■ WHAT THE TASK REQUIRES ■
Reproduce the data in its entirety, exactly as supplied.

■ INPUT MATERIAL ■
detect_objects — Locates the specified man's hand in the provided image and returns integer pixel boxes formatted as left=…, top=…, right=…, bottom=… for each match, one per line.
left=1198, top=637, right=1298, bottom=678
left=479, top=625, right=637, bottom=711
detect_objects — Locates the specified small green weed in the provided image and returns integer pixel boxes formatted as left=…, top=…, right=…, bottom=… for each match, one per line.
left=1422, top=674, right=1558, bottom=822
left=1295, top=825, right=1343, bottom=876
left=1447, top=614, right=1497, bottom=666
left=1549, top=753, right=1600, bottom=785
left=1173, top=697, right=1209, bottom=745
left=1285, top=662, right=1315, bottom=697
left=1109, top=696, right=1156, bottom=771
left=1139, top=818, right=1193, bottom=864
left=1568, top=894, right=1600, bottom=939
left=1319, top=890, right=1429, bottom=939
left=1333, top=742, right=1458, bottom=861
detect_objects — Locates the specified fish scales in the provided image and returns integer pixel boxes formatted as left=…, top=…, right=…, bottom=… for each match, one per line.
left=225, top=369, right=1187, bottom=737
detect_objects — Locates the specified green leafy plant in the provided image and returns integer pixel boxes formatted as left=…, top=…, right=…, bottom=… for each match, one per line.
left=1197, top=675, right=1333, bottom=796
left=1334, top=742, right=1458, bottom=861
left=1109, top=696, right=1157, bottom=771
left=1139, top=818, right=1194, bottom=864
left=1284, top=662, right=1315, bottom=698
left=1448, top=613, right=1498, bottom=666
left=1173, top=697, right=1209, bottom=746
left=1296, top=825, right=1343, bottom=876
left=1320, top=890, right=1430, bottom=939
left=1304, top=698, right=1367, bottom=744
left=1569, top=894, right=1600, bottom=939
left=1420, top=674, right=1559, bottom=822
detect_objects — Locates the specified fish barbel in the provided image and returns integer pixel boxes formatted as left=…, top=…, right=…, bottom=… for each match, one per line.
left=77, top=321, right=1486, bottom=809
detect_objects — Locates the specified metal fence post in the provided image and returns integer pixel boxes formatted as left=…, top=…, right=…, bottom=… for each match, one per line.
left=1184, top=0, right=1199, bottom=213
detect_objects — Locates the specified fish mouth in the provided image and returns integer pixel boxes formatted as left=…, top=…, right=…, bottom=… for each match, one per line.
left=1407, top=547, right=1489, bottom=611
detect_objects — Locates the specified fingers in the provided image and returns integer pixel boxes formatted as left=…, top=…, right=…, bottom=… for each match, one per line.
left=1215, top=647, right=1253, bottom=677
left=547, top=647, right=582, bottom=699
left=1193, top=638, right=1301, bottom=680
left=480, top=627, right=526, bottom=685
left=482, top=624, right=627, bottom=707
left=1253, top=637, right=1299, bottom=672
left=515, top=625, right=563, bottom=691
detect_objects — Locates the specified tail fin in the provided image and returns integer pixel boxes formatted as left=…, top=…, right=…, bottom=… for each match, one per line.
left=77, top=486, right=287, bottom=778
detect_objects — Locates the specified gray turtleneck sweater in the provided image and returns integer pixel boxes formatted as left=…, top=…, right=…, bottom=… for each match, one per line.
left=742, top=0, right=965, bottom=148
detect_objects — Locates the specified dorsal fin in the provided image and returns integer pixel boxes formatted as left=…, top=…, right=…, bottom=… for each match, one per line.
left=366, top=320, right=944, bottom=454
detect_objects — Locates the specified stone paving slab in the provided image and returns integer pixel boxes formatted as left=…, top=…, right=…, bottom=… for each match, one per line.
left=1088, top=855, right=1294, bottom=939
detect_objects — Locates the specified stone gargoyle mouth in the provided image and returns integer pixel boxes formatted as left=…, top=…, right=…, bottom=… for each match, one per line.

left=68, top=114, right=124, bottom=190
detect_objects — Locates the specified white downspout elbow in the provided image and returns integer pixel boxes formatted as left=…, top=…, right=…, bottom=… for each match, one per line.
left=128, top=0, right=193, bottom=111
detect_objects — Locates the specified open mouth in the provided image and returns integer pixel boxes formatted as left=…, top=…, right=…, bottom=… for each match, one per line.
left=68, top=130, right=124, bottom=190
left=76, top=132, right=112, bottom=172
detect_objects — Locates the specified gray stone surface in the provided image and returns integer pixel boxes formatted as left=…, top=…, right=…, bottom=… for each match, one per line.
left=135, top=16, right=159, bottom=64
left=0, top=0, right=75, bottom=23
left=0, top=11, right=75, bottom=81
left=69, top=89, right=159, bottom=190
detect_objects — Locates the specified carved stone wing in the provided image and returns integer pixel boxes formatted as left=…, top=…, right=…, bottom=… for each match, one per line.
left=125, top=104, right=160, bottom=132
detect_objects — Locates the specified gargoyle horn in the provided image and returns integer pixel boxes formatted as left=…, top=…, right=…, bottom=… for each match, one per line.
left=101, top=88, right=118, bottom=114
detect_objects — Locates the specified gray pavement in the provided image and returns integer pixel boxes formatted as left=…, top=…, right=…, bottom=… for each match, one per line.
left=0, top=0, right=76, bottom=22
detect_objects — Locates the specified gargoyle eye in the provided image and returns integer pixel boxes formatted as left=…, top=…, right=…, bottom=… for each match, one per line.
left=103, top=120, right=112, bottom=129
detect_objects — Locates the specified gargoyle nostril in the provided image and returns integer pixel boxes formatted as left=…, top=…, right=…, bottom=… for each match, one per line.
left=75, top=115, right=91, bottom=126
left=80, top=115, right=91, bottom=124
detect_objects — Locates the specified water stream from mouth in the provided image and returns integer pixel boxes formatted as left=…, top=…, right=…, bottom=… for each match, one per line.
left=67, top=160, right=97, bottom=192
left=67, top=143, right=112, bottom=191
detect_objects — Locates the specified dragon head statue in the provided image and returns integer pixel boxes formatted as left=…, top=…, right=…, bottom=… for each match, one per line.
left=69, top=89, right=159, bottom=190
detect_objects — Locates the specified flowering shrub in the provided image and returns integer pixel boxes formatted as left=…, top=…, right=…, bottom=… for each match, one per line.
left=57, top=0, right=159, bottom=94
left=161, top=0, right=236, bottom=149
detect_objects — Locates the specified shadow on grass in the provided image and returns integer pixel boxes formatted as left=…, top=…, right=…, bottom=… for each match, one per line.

■ COMPLETED EXERCISE ■
detect_objects — Locates the specified man's hand in the provided image and returns integer pixel boxes formatted as left=…, top=…, right=…, bottom=… for each match, one per line.
left=1198, top=637, right=1298, bottom=678
left=479, top=625, right=637, bottom=711
detect_objects — Locates the specified small green weed in the provided image and returns integer pixel boxes formatted as left=…, top=…, right=…, bottom=… for each match, one per line.
left=1422, top=674, right=1558, bottom=822
left=1295, top=825, right=1343, bottom=876
left=1447, top=614, right=1497, bottom=666
left=1549, top=753, right=1600, bottom=785
left=1173, top=697, right=1209, bottom=745
left=1285, top=662, right=1315, bottom=697
left=1109, top=696, right=1156, bottom=771
left=1139, top=818, right=1193, bottom=864
left=1568, top=894, right=1600, bottom=939
left=1319, top=890, right=1429, bottom=939
left=1333, top=742, right=1458, bottom=861
detect_objects — Locates the specified fish scales in the provided image and returns integer pixel boxes formatted as left=…, top=…, right=…, bottom=… for each match, one per line.
left=225, top=369, right=1187, bottom=737
detect_objects — Locates the specified green leafy plant in the provided image and returns integer pixel boxes formatted as left=…, top=…, right=…, bottom=… for each match, one per line.
left=1197, top=675, right=1333, bottom=796
left=1334, top=742, right=1458, bottom=861
left=1109, top=696, right=1157, bottom=771
left=1139, top=818, right=1194, bottom=864
left=1284, top=662, right=1315, bottom=698
left=1448, top=613, right=1498, bottom=666
left=1173, top=697, right=1209, bottom=746
left=1296, top=825, right=1343, bottom=876
left=1320, top=890, right=1430, bottom=939
left=1304, top=698, right=1367, bottom=744
left=1569, top=894, right=1600, bottom=939
left=1420, top=674, right=1559, bottom=822
detect_objects — Locates the specified fish barbel in the provided image and returns integer pixel boxes formatted as left=…, top=…, right=…, bottom=… for each match, one per line.
left=77, top=321, right=1486, bottom=809
detect_objects — Locates the specified metal fence post in the provided image and returns integer pixel boxes formatted as left=…, top=…, right=…, bottom=… for each match, one per line.
left=1184, top=0, right=1199, bottom=213
detect_objects — Locates the specified fish mouth in the provided image and returns integer pixel boxes formatted as left=…, top=…, right=…, bottom=… for each match, one per line.
left=1407, top=547, right=1489, bottom=611
detect_objects — Locates the specified fingers in the provided image and returns integer pixel boxes formatted as left=…, top=…, right=…, bottom=… for each match, one per line.
left=1215, top=647, right=1253, bottom=677
left=547, top=647, right=582, bottom=699
left=1193, top=638, right=1301, bottom=680
left=480, top=627, right=526, bottom=685
left=482, top=624, right=627, bottom=707
left=1253, top=637, right=1299, bottom=672
left=515, top=625, right=563, bottom=691
detect_objects — Locates the specified tail fin in the provided image and returns integer pixel boxes formatted as left=…, top=…, right=…, bottom=… for each match, one per line.
left=77, top=486, right=287, bottom=778
detect_objects — Locates the specified gray turtleneck sweater in the provided image and returns integer pixel boxes formatted as left=…, top=…, right=…, bottom=… for each match, one per line.
left=742, top=0, right=965, bottom=148
detect_objects — Locates the specified dorsal fin in the provided image and returns integer pixel boxes formatted as left=…, top=…, right=…, bottom=… for each match, one per line.
left=366, top=320, right=944, bottom=454
detect_objects — Locates the specified stone paving slab in the provided image and returns integer pixel boxes formatted as left=…, top=…, right=…, bottom=… for each match, one per line.
left=1088, top=855, right=1294, bottom=939
detect_objects — Locates the specified stone gargoyle mouth in the provided image and returns integer pixel boxes formatted as left=…, top=…, right=…, bottom=… for each match, one per line.

left=68, top=114, right=124, bottom=190
detect_objects — Locates the specified white downspout elbow in the provided image and returns integer pixel boxes formatted as left=…, top=…, right=…, bottom=… for each match, one per line.
left=128, top=0, right=193, bottom=111
detect_objects — Locates the specified open mouth in the provided image and returns integer pixel boxes formatted as left=…, top=…, right=…, bottom=… for each match, one per line.
left=68, top=130, right=124, bottom=190
left=76, top=132, right=112, bottom=172
detect_objects — Locates the specified gray stone surface in the provided image and returns integer pixel boxes formatted as left=…, top=…, right=…, bottom=… for each match, one per line.
left=135, top=16, right=159, bottom=64
left=0, top=0, right=75, bottom=23
left=0, top=11, right=75, bottom=81
left=69, top=89, right=159, bottom=190
detect_objects — Locates the specified carved stone wing in the provided image and returns integer pixel boxes formatted as left=…, top=…, right=…, bottom=… for each match, one per line.
left=125, top=104, right=160, bottom=132
detect_objects — Locates the specified gargoyle horn in the provided image and returns integer pixel boxes formatted as left=…, top=…, right=…, bottom=… for each match, one per line.
left=101, top=88, right=118, bottom=114
detect_objects — Locates the specified gray pavement in the provided image and returns integer pixel boxes formatted as left=…, top=…, right=…, bottom=… for each match, one per line.
left=0, top=0, right=76, bottom=22
detect_objects — Locates the specified gargoyle eye in the provided image and returns integer pixel boxes formatted as left=…, top=…, right=…, bottom=… for each match, one per line.
left=103, top=120, right=112, bottom=129
detect_objects — Locates the specified gargoyle nostril in the provided image and returns integer pixel boxes formatted as left=…, top=…, right=…, bottom=… for each match, one per line.
left=75, top=115, right=91, bottom=126
left=80, top=115, right=91, bottom=124
detect_objects — Locates the specified water stream from mouth in the provided image and returns integer pixel boxes formatted as left=…, top=…, right=…, bottom=… for each match, one per line.
left=67, top=160, right=97, bottom=192
left=67, top=143, right=112, bottom=191
detect_objects — Locates the specified dragon head statue in the provided image and returns integer pixel boxes formatted as left=…, top=…, right=…, bottom=… for each match, one per line.
left=69, top=89, right=159, bottom=190
detect_objects — Locates the specified flowering shrub in the provided image and returns integer pixel boxes formatted as left=…, top=…, right=…, bottom=… for each match, one per line.
left=57, top=0, right=159, bottom=94
left=161, top=0, right=236, bottom=149
detect_objects — Locates the specified shadow on grass in the provided image and returns integer pixel boxes formatted as left=…, top=…, right=…, bottom=… for each match, one per line.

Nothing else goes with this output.